Your task is to output the listing exactly, leaving every image out.
=== TASK INPUT ===
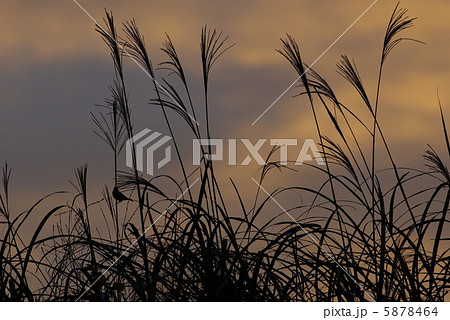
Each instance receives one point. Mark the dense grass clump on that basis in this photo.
(364, 235)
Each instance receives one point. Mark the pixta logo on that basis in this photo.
(144, 144)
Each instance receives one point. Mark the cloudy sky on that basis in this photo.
(55, 68)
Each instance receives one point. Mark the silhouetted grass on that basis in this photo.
(368, 237)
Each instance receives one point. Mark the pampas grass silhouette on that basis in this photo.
(377, 231)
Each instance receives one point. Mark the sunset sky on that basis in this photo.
(55, 68)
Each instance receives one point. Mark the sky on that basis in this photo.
(55, 69)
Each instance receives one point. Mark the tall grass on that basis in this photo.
(363, 236)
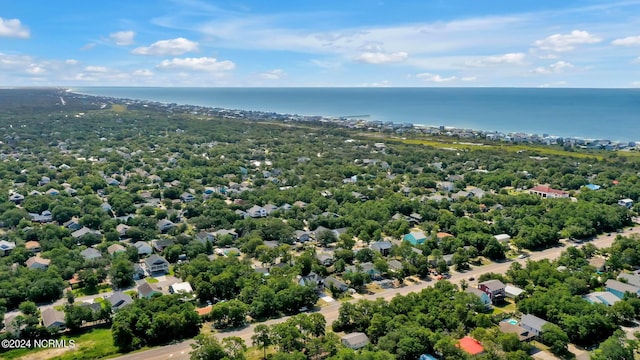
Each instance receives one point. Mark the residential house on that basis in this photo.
(546, 191)
(37, 262)
(52, 192)
(42, 218)
(470, 345)
(269, 208)
(383, 247)
(443, 235)
(633, 279)
(366, 268)
(509, 328)
(187, 197)
(33, 246)
(53, 319)
(427, 357)
(16, 198)
(165, 225)
(143, 248)
(160, 244)
(181, 288)
(325, 258)
(256, 211)
(494, 288)
(91, 254)
(503, 238)
(84, 231)
(119, 300)
(628, 203)
(445, 186)
(355, 341)
(332, 283)
(601, 297)
(416, 237)
(618, 288)
(484, 298)
(115, 248)
(302, 236)
(395, 266)
(122, 230)
(512, 291)
(477, 192)
(223, 232)
(598, 262)
(532, 324)
(138, 272)
(146, 291)
(6, 247)
(156, 263)
(205, 237)
(73, 224)
(312, 279)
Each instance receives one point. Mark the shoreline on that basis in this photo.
(515, 136)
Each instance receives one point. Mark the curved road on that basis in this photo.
(181, 350)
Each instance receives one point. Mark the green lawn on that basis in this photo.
(95, 344)
(102, 288)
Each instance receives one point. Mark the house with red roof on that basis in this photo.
(546, 191)
(470, 345)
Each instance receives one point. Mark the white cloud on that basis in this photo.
(628, 41)
(96, 69)
(197, 64)
(566, 42)
(555, 68)
(435, 78)
(504, 59)
(381, 57)
(276, 74)
(143, 72)
(554, 84)
(177, 46)
(13, 28)
(89, 46)
(123, 38)
(326, 64)
(35, 69)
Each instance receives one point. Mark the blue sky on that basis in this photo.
(321, 43)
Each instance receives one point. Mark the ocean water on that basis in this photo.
(612, 114)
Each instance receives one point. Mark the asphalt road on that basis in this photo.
(181, 351)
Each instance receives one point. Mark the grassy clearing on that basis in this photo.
(508, 307)
(529, 150)
(95, 344)
(118, 108)
(102, 288)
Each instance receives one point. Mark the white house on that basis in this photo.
(355, 341)
(628, 203)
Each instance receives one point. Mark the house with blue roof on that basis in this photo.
(601, 297)
(618, 288)
(416, 237)
(592, 187)
(427, 357)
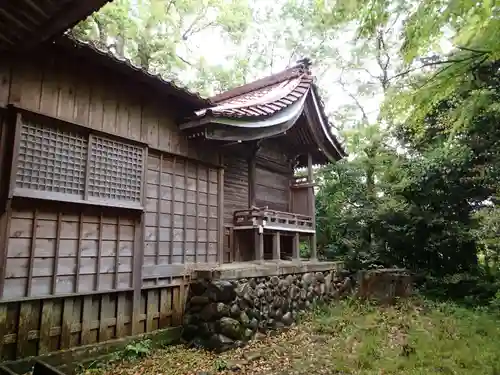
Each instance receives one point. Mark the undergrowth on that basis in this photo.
(415, 336)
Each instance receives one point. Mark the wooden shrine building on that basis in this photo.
(116, 184)
(264, 131)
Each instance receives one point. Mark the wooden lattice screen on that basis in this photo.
(66, 165)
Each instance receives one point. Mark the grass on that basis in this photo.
(351, 337)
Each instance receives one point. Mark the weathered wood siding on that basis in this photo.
(72, 273)
(41, 326)
(63, 87)
(273, 176)
(54, 252)
(272, 189)
(235, 186)
(181, 212)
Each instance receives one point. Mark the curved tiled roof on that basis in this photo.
(264, 101)
(267, 102)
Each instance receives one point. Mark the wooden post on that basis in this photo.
(236, 244)
(259, 244)
(276, 246)
(220, 211)
(312, 208)
(251, 181)
(296, 247)
(312, 246)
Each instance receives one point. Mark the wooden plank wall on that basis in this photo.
(58, 252)
(272, 189)
(235, 187)
(68, 271)
(181, 212)
(273, 177)
(46, 325)
(95, 98)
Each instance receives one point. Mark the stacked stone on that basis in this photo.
(223, 314)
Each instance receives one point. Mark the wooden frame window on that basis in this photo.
(68, 165)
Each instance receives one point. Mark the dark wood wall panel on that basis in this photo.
(235, 187)
(96, 100)
(41, 326)
(273, 177)
(272, 189)
(55, 252)
(181, 212)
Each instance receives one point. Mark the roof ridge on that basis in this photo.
(302, 67)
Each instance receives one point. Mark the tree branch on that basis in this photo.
(356, 101)
(434, 63)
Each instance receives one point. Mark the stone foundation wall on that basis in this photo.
(222, 314)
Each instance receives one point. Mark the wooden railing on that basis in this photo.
(273, 219)
(300, 181)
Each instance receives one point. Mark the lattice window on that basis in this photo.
(51, 160)
(115, 170)
(65, 165)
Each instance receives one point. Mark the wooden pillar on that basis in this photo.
(309, 167)
(259, 244)
(251, 181)
(276, 246)
(312, 207)
(236, 244)
(296, 247)
(312, 246)
(220, 211)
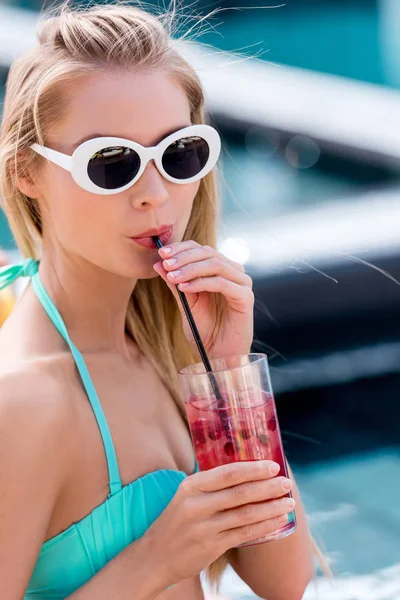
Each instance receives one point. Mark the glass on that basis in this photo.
===
ANSWER TO THE EXERCISE:
Each instance receives one point. Mark the dense grass clump on that basis in this photo.
(364, 235)
Each instance receives one point. Mark the pixta logo on that basis in this photo.
(144, 144)
Each instance receives one point. Mark the cloudy sky on that basis in this photo.
(55, 68)
Each instance receives one point. Mark the silhouetted grass on that basis in this photo.
(368, 237)
Each instance receives one point. Mark the pampas grass silhouette on that basis in this photo.
(377, 231)
Each instance receives one point. Mark the sunset sky on that basis in this photo.
(55, 68)
Each instance receives one point. Mark the sky on that basis in this photo.
(55, 69)
Each instance receives one point. Mark the tall grass on that basis in this photo.
(363, 236)
Each instance receives one point. Mark the residential house on that basis in this photo.
(546, 191)
(37, 262)
(52, 192)
(42, 218)
(470, 345)
(269, 208)
(383, 247)
(443, 235)
(633, 279)
(366, 268)
(509, 328)
(187, 197)
(33, 246)
(53, 319)
(427, 357)
(16, 198)
(165, 225)
(143, 248)
(160, 244)
(181, 288)
(325, 258)
(256, 211)
(494, 288)
(91, 254)
(503, 238)
(84, 231)
(119, 300)
(628, 203)
(445, 186)
(355, 341)
(332, 283)
(601, 297)
(416, 237)
(618, 288)
(484, 298)
(115, 248)
(302, 236)
(395, 266)
(122, 230)
(512, 291)
(477, 192)
(223, 232)
(598, 262)
(532, 324)
(138, 272)
(146, 291)
(6, 247)
(156, 263)
(205, 237)
(73, 224)
(312, 279)
Each instance receives one point. Mark the shoreline on that basis in this photo.
(515, 136)
Each instance receives one point. Mark the curved road on that basis in this photo.
(181, 350)
Each instance receives one point. Mark the green lawn on that basis in this photo.
(95, 344)
(102, 288)
Each instance receives one point. Mark the house with red roof on that basis in this photo.
(546, 191)
(470, 345)
Each instance receives one point. Mark the white cloud on that basis in this photo.
(628, 41)
(96, 69)
(197, 64)
(566, 42)
(555, 68)
(435, 78)
(504, 59)
(381, 57)
(276, 74)
(143, 72)
(554, 84)
(177, 46)
(13, 28)
(89, 46)
(123, 38)
(326, 64)
(35, 69)
Each instance receives one point. Mark the blue sky on that basis in this photo.
(321, 43)
Each instance receives one point. Mark the ocean water on that basis in this photo.
(612, 114)
Each instance receives one point. Mark the asphalt road on that basis in this photo.
(181, 351)
Each instance receives one point. Mark the grassy clearing on that basis in this photo.
(508, 307)
(529, 150)
(95, 344)
(118, 108)
(102, 288)
Each instance receives one point. Mark the white house on that basis in this photo.
(355, 341)
(628, 203)
Each instance receives one point. Mark the house with blue roof on that basis in this photo.
(601, 297)
(618, 288)
(416, 237)
(592, 187)
(427, 357)
Each instance receives one point. Mark the undergrowth on that basis in this photo.
(415, 336)
Each instance receives one point. Mark the wooden shrine building on that basis in this photo.
(116, 184)
(264, 131)
Each instance receives one point. Mark the wooden lattice screen on that basis in this photo.
(66, 165)
Each instance receives one point. Mark the grass on that basis in this photo.
(351, 337)
Each instance receives one point. Mark the weathered wood siding on that basis in this photo.
(72, 273)
(41, 326)
(63, 87)
(273, 176)
(54, 252)
(272, 189)
(235, 186)
(181, 212)
Each instance receives one point. Mark the curved tiled roof on that basis in this photo.
(264, 101)
(267, 102)
Each instance receives one point. Mark the wooden post on that basis in this photo.
(236, 244)
(259, 244)
(276, 246)
(220, 211)
(312, 208)
(251, 181)
(296, 247)
(312, 246)
Each instance receives one point. Mark the wooden plank wall on that basis in this photo.
(58, 252)
(272, 189)
(235, 187)
(68, 271)
(181, 212)
(273, 177)
(46, 325)
(95, 98)
Each instance receives one point. Mark the stacked stone on that basis in this photo.
(223, 314)
Each instance receives one point. Mark the wooden frame window on that basis in this photo.
(68, 165)
Each instance receives one point. Mark the dark wood wall panel on that basis in this photo.
(235, 187)
(96, 100)
(41, 326)
(273, 177)
(272, 189)
(55, 252)
(181, 212)
Each instance receives one point. Mark the roof ridge on that basis in this photo.
(302, 67)
Each instance receives one point. Mark the tree branch on that basis in this photo.
(356, 101)
(434, 63)
Each instance receives one point. Mark the stone foundation wall on that basis in this photo.
(222, 314)
Each instance receives one point. Mark the wooden railing on that basis in this photo.
(273, 219)
(300, 181)
Each instance receives one point. Mark the lattice window on that basis in this photo.
(51, 160)
(115, 170)
(65, 165)
Each instance receives one point. Mark the wooden pillar on that basis in this photo.
(309, 167)
(259, 244)
(251, 181)
(276, 246)
(312, 207)
(236, 244)
(296, 247)
(312, 246)
(220, 211)
Each instance receives one point. Mark the glass on that basis in this photo.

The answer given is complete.